**ASSIGNED TASK 1:**
Answer these questions using the passage on the START project:
(a) Besides research challenges for Africa, which two areas does the START project focus on?
(b) Which university is Prof. Dave Billing from?
(c) Which two approaches does the passage name for capturing energy through sunlight?
**ASSIGNED TASK 2:** Write the next part of the passage on the START project's energy research, picking up after its final sentence.

**PASSAGE SHOWN:**
Start of Block
The START project focusses on several key areas of research challenges for Africa, energy materials and structural biology. Learn more about these below.
There are unique challenges to developing sustainable energy in Africa. Large swathes of the population live off-grid with little access to conventional energy sources. The degradation of energy devices in an environment of heat and dust, and the high initial capital costs of traditional energy production installations or storage systems causes problems for the wider dissemination of conventional energy services. Prof. Dave Billing from the University of Witwatersrand looks forward to developing their use of synchrotron techniques:
“Being able to access the unique techniques offered by a synchrotron like Diamond is a step change for us in skills development as well as an opportunity to compete with our science on a world stage.”Prof. Dave Billing, University of Witwatersrand
Research into new materials to aid the capture of energy through sunlight such as using photovoltaic materials and catalytic processes will potentially aid the promotion of innovative sources of energy that draw on readily accessible energy sources abundantly available in the local environment.
End of Block
**PROVIDED DATA:**
Start of Block
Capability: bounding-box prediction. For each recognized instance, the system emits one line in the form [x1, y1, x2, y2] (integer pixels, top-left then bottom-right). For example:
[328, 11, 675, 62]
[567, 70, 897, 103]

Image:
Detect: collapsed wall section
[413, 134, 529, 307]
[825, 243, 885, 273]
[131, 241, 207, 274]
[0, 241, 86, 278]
End of Block
**TASK OUTPUT 1:**
(a) Energy materials and structural biology.
(b) The University of Witwatersrand.
(c) Photovoltaic materials and catalytic processes.

**TASK OUTPUT 2:**
Photovoltaics at the University of Sheffield
The Electronic and Photonic Molecular Materials group at the University of Sheffield develops novel photovoltaic materials and processes to enable a new era of low-cost solar energy. Our work centres around the development of organic-inorganic metal-halide perovskites and related materials. These perovskites have shown the potential for low-temperature processed, high efficiency, printable and spray-coatable layers which could be the future for incredibly low-cost energy. Perovskites could also have applications for off-grid generation, connecting communities that currently don’t have access to consistent electricity.
As part of the START project, EPMM use our experience of synchrotron techniques (such as Grazing Incidence Wide-angle X-ray Scattering, GIWAXS) to collaborate on the analysis of structural formation and degradation of perovskite materials. High efficiency solar cells are possible at lab scale, but without careful design perovskites can degrade rapidly from a combination of common environmental factors like moisture and oxygen. By investigating the effect of these various factors we can understand degradation processes and design new material formulations and layers that are resistant to these impacts. Our work also looks at scalability of the layer formation processes and understanding how they form during spray-coating or evaporating. Together with expertise drawn from other Universities in the project, we can develop fundamental insights into the mechanisms at work when making or breaking perovskites, paving the way for commercialisation of these innovative materials.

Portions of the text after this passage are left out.